▶ [Problem]: In the records that follow, find each line with "Locate" and pull it out.
--- Records for processing Enclosed Below ---
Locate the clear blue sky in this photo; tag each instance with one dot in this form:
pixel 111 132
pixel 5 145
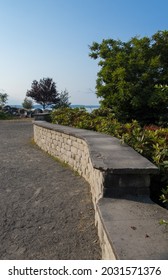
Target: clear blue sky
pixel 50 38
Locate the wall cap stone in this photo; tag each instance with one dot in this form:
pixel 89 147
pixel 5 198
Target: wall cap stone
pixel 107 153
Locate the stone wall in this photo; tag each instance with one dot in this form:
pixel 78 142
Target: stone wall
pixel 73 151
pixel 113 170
--- End of Enclosed Records for processing ---
--- Records for processing Enclosed Below ---
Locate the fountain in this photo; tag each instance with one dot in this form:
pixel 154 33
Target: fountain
--- End of Enclosed Records for processing ---
▶ [Response]:
Locate the clear blue sky in this photo; tag each instance with one dot in this form:
Locate the wall cap stone in this photo; tag each instance with one dot in this form:
Locate the stone wall in this photo; tag each instance with one dot in this form:
Locate the fountain in this photo; tag each instance with one dot in this form:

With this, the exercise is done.